Warning: This will be long.
After reading through the last few pages of this thread and half the book Borderline Personality Disorder Survival Guide, I really wanted to share my own experience here. Thank you, Turpentine and others who did so before me, for having the courage to speak out. It’s good to know there are others out there – especially if there’s hope for recovery someday.
I guess a part of me just desperately wants to feel… well, if not quite validated, at least understood. It’s important to note that I do NOT disagree with anything said so far, including the negative symptoms and behaviors; I think these are accurate descriptions and I can definitely understand why some of you dislike BPDs, but I wanted to share what it’s like from the other side of the fence. I’m not here to garner sympathy; I just hope this’ll make BPD somewhat more understandable from another perspective. We don’t act like assholes just for fun; sometimes, we really can’t help it. Besides, as a young adult male (24), my experience has been somewhat different than the women and parents who posted before, so maybe some of it will be interesting to you all.
I apologize in advance for how long-winded this is.
Anyway.
I was first diagnosed with BPD and Major Depression at the age of 15 following a suicide attempt.
I was in an online “relationship” with a girl for a few months; we started out as gaming buddies, then became friends, then became really good friends, and eventually I fell for her. I never actually met her, but strangely, the facelessness of the Internet made it easier to become close; absent body language, physical nervousness, facial responses, etc., all the normal cues of real-world relationships were missing and it was easy to let vaguely positive emoticons and my own loneliness misinterpret our friendship as romantic intimacy. Eventually she told me she liked me too (to this day, I’m still not sure if that was true)… and things were going SO well (or so I thought) for a few months until one day she just blurted out “I can’t do this anymore! If you really hate yourself that much, just go ahead and kill yourself! It’s not my problem anymore.”
Nothing in my life ever hurt so much.
It totally caught me off-guard. In the span of five seconds, I went from the happiest I’ve ever been to completely and utterly devastated – I lost my (imaginary) girlfriend, my best friend, and my one and only good friend. There was no one else close to me at that point in my life and since she was my “first love”, so to speak, I had absolutely no emotional defenses.
I completely broke down. I wanted to scream but couldn’t; tears just kept pouring down my face against my will so fast I had trouble breathing. It was 3am and I couldn’t even think anymore; the entirety of my existence was replaced by a feeling of overwhelming, all-encompassing pain. Long story short, I cried the rest of that day until I just couldn’t take it anymore, then took a box of sleeping pills and went to bed. I don’t think I even bothered to write a note.
I was institutionalized for a few months following that and it gave me a lot of time to think and reflect. There was some amount of growth and maturation in there, though not nearly enough.

### Tasks for this exercise
1. Answer these questions about the post on living with BPD, one line each:
(a) What book had the writer read half of before posting?
(b) How old does the writer say he is?
(c) At what age was the writer first diagnosed with BPD and Major Depression?
2. Render this sentence from the post on living with BPD in Spanish: "I apologize in advance for how long-winded this is."
3. In the post on living with BPD, what does the writer say he lost in the span of five seconds? List each one.

### Exercise data
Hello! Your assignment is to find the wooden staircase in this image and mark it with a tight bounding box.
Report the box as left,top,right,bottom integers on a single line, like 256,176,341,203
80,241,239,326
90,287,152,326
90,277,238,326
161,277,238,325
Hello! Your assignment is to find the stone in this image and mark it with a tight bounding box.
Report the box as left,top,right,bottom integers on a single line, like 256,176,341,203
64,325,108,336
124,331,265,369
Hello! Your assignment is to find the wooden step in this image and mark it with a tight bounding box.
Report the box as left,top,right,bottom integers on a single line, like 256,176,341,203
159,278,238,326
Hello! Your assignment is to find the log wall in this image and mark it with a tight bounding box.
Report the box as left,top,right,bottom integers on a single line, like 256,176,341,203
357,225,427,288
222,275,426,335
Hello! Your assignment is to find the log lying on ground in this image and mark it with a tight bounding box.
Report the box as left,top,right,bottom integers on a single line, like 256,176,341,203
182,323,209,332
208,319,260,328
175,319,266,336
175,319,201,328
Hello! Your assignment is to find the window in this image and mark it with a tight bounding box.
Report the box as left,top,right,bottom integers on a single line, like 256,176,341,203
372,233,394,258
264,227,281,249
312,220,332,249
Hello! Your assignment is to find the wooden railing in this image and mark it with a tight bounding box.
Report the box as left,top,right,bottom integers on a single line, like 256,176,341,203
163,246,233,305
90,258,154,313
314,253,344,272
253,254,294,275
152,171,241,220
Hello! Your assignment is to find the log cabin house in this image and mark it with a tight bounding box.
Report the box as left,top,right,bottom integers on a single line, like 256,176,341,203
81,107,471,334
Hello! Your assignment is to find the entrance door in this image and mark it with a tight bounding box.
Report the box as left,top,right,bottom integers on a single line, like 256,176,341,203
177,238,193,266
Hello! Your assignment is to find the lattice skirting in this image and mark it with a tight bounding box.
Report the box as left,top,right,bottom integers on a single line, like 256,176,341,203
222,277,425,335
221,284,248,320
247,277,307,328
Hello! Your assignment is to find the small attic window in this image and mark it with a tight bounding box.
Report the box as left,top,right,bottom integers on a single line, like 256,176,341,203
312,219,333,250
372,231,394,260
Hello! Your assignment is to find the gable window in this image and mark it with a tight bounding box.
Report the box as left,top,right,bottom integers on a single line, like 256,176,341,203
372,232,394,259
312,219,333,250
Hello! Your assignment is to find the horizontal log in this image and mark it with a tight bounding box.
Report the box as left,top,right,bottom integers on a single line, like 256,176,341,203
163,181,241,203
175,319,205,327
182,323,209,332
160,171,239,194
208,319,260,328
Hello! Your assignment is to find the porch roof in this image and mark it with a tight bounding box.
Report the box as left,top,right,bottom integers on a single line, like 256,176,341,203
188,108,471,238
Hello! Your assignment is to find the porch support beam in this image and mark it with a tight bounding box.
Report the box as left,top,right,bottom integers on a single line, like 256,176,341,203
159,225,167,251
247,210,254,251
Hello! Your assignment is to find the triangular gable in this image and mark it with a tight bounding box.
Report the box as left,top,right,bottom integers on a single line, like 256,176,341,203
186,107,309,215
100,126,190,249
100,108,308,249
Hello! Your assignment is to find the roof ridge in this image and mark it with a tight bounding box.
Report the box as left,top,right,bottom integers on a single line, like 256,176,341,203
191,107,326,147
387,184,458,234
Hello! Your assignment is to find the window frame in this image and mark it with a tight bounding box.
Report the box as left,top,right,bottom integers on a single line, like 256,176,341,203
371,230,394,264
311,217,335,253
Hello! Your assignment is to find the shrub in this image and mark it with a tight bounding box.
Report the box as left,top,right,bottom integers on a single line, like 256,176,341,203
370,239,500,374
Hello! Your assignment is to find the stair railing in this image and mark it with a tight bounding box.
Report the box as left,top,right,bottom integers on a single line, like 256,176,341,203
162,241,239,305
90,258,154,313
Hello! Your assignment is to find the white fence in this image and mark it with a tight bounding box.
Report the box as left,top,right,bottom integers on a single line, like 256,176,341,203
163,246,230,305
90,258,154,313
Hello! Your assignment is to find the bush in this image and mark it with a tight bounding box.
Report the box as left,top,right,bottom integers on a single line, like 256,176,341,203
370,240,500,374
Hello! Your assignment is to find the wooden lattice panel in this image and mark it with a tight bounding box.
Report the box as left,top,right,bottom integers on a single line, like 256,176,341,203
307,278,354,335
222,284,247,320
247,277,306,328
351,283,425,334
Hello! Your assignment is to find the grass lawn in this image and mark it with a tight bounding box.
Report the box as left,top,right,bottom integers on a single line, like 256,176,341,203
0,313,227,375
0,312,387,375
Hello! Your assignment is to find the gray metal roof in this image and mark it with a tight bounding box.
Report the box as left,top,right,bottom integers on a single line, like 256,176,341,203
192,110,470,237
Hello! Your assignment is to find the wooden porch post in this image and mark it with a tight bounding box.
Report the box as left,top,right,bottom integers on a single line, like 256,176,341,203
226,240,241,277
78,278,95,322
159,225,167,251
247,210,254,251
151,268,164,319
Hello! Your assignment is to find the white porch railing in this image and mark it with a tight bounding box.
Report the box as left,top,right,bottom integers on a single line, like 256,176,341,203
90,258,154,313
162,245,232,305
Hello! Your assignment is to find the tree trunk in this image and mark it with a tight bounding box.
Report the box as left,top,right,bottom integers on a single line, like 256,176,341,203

* * *

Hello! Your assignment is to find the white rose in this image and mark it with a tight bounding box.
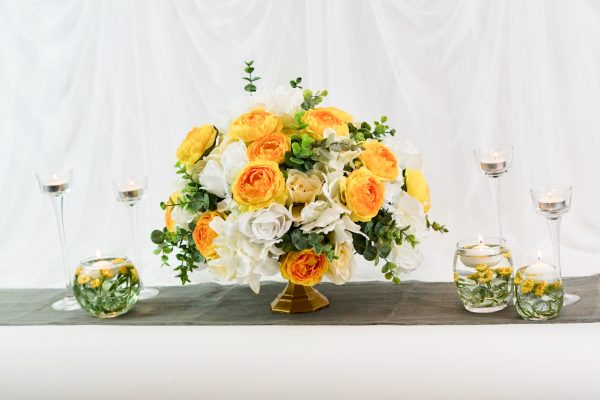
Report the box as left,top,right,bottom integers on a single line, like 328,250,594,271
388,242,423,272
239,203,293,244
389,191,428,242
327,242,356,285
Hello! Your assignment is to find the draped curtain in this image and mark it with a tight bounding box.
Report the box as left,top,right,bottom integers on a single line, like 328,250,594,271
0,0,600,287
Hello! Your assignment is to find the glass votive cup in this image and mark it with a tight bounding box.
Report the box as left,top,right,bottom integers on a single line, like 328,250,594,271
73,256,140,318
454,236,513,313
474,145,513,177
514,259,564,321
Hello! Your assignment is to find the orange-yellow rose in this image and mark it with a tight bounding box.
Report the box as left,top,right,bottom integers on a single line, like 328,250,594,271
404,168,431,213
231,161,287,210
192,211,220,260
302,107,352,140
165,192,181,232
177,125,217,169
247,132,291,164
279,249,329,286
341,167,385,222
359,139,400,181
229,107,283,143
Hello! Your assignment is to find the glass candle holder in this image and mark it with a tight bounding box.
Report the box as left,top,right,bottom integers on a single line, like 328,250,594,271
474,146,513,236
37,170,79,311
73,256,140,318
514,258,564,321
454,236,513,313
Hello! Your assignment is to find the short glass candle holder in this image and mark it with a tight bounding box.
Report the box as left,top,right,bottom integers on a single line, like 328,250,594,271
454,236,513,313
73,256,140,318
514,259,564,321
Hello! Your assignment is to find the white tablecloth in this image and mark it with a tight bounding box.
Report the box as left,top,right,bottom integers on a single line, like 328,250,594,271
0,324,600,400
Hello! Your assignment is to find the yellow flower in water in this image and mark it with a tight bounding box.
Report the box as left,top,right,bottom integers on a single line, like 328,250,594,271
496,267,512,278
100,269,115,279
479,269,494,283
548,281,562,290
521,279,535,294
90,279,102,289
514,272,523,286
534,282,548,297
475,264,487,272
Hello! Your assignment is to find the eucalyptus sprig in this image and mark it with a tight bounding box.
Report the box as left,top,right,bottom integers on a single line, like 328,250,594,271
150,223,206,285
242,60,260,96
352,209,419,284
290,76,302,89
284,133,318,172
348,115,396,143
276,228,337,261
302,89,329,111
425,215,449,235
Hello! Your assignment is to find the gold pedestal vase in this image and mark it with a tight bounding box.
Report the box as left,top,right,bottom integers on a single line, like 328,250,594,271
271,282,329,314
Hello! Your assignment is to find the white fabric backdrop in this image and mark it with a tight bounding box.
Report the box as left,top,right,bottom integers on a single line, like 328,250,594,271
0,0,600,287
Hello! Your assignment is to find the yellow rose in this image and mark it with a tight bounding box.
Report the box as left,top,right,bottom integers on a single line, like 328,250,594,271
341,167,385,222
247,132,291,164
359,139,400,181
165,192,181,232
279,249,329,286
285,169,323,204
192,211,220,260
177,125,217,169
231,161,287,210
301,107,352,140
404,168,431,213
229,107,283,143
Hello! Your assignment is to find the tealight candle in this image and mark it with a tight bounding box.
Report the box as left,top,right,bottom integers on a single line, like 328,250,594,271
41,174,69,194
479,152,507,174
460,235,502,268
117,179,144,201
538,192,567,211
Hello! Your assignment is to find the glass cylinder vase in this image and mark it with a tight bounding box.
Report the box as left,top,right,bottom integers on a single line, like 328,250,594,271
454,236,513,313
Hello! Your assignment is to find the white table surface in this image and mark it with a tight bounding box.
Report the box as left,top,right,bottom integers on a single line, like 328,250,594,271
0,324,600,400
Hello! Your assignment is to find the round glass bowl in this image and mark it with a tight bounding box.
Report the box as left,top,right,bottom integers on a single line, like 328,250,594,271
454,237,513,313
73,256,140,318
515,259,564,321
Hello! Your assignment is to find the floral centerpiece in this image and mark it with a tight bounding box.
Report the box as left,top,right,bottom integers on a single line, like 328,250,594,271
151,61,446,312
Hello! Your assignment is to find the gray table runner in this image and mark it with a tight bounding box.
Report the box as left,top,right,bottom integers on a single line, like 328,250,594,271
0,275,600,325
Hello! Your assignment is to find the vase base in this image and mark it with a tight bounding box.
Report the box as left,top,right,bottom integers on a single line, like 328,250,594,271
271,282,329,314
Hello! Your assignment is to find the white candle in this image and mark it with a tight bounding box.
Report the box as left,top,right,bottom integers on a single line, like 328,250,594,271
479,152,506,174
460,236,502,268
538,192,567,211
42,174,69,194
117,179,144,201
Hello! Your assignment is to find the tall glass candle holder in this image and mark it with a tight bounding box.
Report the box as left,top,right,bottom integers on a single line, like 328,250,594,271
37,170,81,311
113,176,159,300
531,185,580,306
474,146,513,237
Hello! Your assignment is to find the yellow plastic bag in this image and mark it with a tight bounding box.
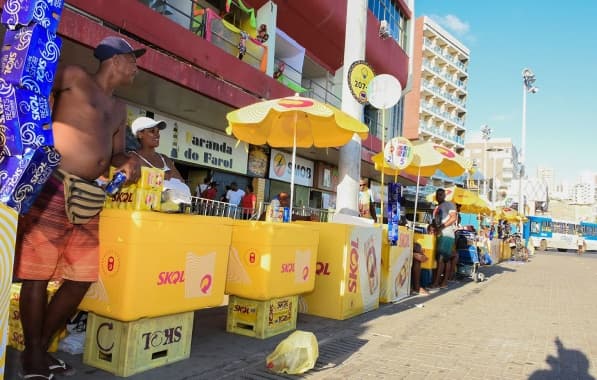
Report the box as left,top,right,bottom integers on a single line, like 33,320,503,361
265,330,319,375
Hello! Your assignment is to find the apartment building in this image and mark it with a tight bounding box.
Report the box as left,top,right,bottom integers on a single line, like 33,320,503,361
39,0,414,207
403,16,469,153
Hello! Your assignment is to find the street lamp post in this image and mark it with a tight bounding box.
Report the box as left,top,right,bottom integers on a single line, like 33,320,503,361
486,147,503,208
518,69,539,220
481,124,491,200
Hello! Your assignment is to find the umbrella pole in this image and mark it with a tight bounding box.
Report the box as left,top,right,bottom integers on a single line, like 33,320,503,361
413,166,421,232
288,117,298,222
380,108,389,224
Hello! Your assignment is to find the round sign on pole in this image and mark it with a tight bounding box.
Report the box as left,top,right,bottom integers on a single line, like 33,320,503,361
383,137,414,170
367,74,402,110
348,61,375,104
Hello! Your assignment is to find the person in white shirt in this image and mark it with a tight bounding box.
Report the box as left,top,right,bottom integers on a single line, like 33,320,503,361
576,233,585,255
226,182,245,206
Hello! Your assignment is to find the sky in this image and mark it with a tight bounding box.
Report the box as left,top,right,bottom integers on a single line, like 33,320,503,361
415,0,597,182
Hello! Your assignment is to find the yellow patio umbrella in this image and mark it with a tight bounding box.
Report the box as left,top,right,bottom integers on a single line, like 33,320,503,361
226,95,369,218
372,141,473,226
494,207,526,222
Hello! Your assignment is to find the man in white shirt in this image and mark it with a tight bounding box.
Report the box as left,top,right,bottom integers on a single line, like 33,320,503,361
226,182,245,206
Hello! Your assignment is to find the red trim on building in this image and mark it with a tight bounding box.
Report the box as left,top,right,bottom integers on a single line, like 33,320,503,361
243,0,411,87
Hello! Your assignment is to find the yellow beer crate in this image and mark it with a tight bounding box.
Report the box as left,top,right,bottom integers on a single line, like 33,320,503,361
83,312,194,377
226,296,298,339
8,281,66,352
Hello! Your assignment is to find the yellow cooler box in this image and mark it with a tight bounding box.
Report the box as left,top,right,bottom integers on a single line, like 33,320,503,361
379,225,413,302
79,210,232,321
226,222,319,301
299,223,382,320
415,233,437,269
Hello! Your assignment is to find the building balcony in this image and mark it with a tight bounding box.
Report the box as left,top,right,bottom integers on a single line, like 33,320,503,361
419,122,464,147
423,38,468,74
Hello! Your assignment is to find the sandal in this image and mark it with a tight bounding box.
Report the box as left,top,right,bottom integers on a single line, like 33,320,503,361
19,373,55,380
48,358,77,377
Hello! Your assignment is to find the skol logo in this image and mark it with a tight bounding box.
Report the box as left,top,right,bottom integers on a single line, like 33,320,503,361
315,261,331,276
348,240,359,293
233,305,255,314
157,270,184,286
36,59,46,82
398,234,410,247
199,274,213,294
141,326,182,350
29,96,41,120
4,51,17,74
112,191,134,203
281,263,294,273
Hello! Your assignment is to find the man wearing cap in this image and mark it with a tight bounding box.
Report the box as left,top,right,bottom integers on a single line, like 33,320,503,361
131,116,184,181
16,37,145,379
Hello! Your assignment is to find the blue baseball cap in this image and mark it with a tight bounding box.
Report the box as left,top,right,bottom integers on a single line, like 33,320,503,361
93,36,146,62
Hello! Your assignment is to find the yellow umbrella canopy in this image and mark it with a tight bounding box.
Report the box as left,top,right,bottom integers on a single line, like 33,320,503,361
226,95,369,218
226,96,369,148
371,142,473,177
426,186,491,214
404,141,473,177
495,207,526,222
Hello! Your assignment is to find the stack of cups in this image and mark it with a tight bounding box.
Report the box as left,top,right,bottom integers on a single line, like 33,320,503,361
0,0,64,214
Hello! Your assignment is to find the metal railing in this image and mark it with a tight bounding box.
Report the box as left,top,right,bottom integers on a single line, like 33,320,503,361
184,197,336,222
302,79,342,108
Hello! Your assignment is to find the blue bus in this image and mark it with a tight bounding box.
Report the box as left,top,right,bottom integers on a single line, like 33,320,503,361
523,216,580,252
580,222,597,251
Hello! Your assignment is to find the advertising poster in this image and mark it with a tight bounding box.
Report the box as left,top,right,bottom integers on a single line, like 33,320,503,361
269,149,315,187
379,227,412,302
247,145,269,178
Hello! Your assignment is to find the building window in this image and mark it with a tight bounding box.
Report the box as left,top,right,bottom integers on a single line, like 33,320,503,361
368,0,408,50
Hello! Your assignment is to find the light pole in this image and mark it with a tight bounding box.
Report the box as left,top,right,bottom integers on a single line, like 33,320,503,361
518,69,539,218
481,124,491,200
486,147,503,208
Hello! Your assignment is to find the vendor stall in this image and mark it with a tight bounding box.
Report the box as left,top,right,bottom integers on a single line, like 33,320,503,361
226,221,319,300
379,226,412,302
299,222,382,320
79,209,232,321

### Expected outputs
1.
(a) Borderline Personality Disorder Survival Guide
(b) 24
(c) 15

2. Pido disculpas de antemano por lo extenso que es esto.

3.
- his (imaginary) girlfriend
- his best friend
- his one and only good friend